(begin)

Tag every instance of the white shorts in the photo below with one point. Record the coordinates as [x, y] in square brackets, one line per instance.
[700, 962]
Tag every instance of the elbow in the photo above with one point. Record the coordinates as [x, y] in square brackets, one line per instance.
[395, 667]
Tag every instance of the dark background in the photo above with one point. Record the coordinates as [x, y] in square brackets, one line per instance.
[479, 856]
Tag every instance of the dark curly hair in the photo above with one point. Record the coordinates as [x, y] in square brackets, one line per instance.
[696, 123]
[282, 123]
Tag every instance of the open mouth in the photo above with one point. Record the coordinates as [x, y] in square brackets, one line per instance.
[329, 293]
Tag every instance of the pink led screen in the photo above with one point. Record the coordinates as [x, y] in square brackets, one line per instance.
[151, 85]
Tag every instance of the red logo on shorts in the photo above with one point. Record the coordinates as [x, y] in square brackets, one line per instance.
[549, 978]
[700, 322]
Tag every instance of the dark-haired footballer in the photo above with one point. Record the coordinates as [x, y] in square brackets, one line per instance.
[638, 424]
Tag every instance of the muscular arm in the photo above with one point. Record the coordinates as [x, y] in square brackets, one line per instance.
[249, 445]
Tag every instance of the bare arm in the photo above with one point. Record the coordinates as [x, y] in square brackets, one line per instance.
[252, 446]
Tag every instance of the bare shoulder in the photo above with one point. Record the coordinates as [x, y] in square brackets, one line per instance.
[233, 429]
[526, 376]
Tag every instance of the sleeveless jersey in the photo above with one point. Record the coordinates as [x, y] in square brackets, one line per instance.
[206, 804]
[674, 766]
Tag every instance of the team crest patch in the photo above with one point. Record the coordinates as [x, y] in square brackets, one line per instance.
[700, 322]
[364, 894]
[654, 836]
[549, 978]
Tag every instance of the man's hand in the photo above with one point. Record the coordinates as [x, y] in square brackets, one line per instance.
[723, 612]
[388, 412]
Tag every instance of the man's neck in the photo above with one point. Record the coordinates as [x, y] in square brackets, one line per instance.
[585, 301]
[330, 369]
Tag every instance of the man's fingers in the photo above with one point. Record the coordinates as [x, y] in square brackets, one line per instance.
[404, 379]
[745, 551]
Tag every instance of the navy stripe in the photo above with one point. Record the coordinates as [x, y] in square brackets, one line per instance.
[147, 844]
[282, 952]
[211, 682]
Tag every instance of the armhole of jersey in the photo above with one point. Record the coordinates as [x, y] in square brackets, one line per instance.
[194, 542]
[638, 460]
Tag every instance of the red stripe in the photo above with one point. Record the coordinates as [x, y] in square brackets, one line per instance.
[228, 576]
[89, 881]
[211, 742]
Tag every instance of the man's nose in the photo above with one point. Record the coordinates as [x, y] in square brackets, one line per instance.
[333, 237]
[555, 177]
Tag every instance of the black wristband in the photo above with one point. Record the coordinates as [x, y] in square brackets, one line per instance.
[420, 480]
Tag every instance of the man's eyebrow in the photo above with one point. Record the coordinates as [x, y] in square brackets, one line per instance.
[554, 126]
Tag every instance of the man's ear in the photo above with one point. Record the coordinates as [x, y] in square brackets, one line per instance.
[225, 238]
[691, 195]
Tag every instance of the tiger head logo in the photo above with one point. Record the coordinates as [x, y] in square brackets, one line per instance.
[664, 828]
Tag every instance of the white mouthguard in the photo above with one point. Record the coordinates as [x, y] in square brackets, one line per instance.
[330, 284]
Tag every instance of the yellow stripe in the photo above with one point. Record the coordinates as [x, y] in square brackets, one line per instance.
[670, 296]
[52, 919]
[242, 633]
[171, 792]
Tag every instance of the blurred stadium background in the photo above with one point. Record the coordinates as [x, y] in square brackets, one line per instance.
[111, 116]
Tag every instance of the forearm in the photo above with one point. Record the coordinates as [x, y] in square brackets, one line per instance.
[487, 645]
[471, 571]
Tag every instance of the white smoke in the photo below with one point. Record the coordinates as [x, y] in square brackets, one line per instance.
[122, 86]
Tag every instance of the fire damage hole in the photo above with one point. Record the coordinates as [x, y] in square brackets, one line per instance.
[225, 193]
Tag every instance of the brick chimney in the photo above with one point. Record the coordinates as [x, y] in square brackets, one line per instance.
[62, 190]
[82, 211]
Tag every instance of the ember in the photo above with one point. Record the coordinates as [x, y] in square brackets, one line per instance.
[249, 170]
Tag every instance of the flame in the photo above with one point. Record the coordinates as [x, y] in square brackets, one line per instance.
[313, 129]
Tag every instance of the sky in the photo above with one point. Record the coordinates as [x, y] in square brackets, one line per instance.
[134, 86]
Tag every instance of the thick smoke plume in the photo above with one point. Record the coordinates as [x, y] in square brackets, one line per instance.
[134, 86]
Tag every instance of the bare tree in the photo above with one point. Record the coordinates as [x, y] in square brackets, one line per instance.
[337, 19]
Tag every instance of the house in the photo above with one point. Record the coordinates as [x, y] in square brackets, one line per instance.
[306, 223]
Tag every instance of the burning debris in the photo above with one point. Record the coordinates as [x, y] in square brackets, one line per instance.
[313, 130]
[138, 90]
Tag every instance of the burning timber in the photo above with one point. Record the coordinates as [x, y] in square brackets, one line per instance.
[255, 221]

(end)

• [WORK REQUIRED]
Type out the whole listing above again, exactly as it stands.

• [EXERCISE OUTPUT]
Tag every instance of the white shorts in the photo below with one point. Record the coordinates as [x, y] in square brackets, one line per instance.
[700, 962]
Tag every instance of the elbow in the photo above with one point. Record the coordinates as [x, y] in square brackets, one line per instance.
[395, 667]
Tag every instance of the dark background in the photo above with one point. Record the coordinates as [x, y] in square brackets, one line per instance.
[479, 856]
Tag every instance of the dark curly hair in the photo above with one point. Record the coordinates as [x, y] in square brackets, one line per instance.
[696, 123]
[282, 123]
Tag every instance of the open mouth in the photo above with one point. Record the coordinates as [x, y] in square brackets, one line per instance.
[329, 293]
Tag every instance of the pink led screen in the photo above with one point. Record the coordinates as [x, y] in square brackets, one line per instance.
[151, 85]
Tag every instance of the red logo on shorts in the photo above with one point. Record the coordinates as [x, y] in square brackets, one line per instance.
[549, 978]
[700, 322]
Tag every instance of the dark-haired footballer in the photo above with one point. Record the coordinates as [x, y] in square brackets, one line per instance.
[638, 424]
Tag every instance of the muscular arm in the photo above with one point. Record the coordinates as [x, y] in square brackets, one line per instance.
[249, 445]
Tag every instance of the bare arm in the photo above with one point. Record the coordinates as [x, y] in square brackets, one line per instance.
[252, 446]
Tag every instance of the bare shoulder in the photo above with one point. Record the coordinates as [x, y] in square brackets, one line per instance.
[233, 429]
[526, 376]
Tag every instance of the sleeveless jersey in the photo above with one point. Record the coordinates as [x, y] in square brackets, one line per instance.
[206, 804]
[674, 766]
Tag every instance of the team crest patch in the photo above with one point. Record the coordinates as [x, y] in square brackets, one line per instance.
[700, 322]
[364, 894]
[654, 836]
[549, 978]
Tag every instance of the man's hand in the photo above with one point. Record the coordinates as [x, y] in square brackets, one line per instance.
[723, 612]
[388, 412]
Tag every instance of the man's neck in the photo above with one point. Record the coordinates as [x, y] in square brackets, one line per instance.
[585, 301]
[330, 369]
Tag every instance of the man's fingers in the photo above with one point. Record the coordinates as [x, y] in square brackets, one line per instance.
[404, 379]
[745, 551]
Tag every instance of the navy stripe in the photo above with one point. Record the coordinates as [x, y] in square brackets, one line per instance.
[147, 844]
[282, 952]
[211, 682]
Tag every instance of the armhole of jersey in the photo above with one point. Record the coordinates as [x, y] in square brackets, one line per instance.
[194, 542]
[638, 460]
Tag every instance of the red stripe in the photo above with one point. Record the coordinates as [x, y] in square brackets, one line per instance.
[228, 576]
[89, 881]
[211, 742]
Tag every instance of the man's nose in the photo above with one point. Record the coordinates as [x, y] in square brackets, one line per instance.
[333, 237]
[555, 177]
Tag every instance of the black wristband in the photo above with one point. Record the coordinates as [x, y] in square brackets, one line per instance.
[420, 480]
Tag every instance of the man's eyebrow in the photo above with one point. Record the coordinates as [x, y] in square brackets, one line per instance.
[554, 126]
Tag every instance of the man's ear in the photo above with one point. Record the coordinates as [x, y] in square brackets, one line per instance.
[225, 238]
[691, 195]
Tag every instance of the tiger head logo in the photo above with one point. Record the coordinates as [x, y] in square brackets, one line per instance.
[664, 828]
Tag every instance of the white mouthguard in the photo above with one point. Record the coordinates as [x, y] in square brackets, one line per instance.
[330, 284]
Tag every instance of the yellow stripe in the photo above with one point. Record the coordinates as [x, y] in square brackets, one line per instance.
[670, 296]
[52, 919]
[242, 633]
[171, 792]
Tag every instance of the blurred stadium background in the photo above with one point. Record the coordinates as [x, y] in square brackets, one line per instance.
[111, 116]
Tag every instance of the forearm in the photo above with one point. Record the coordinates as [x, y] in square brackets, one line per instance.
[487, 645]
[471, 571]
Tag every instance of the white smoke in the photo below with one point. Record the coordinates as [x, y] in square brackets, one line per instance.
[122, 86]
Tag every instance of the fire damage hole in the photo above with one point. Record the coordinates as [x, y] in square brackets, one line per instance.
[225, 193]
Tag every instance of the brick chimney in the photo above with one point. Record the coordinates as [x, y] in square brackets, one line per instance.
[62, 190]
[82, 211]
Tag every instance of the ember in the photo above with one point. Record the coordinates as [x, y] in square brackets, one line per instance.
[249, 170]
Tag every instance of the flame in the photo above with one point. Record the coordinates as [x, y] in square brackets, one line per instance.
[313, 129]
Tag every instance of the sky in the photo above with one point. Record the coordinates as [x, y] in square brackets, one line per instance.
[134, 86]
Tag every instance of the thick smoke plume in the photo above with one point. Record the coordinates as [x, y] in square brackets, one line per instance.
[134, 86]
Tag every instance of the bare tree in the photo above with one point. Record the coordinates as [x, y] in square brackets, one line per instance.
[337, 19]
Tag every instance of the house in the photo above with one point. Record the coordinates as [x, y] in square brackets, one line per instance.
[306, 223]
Tag every instance of the burning debris in the photo above with one point. Record the coordinates as [x, y] in square brackets, one line per instance.
[313, 130]
[138, 90]
Tag every instance of the burning timber in the photo above with one point. Record the coordinates as [x, y] in square brackets, one line per instance.
[255, 221]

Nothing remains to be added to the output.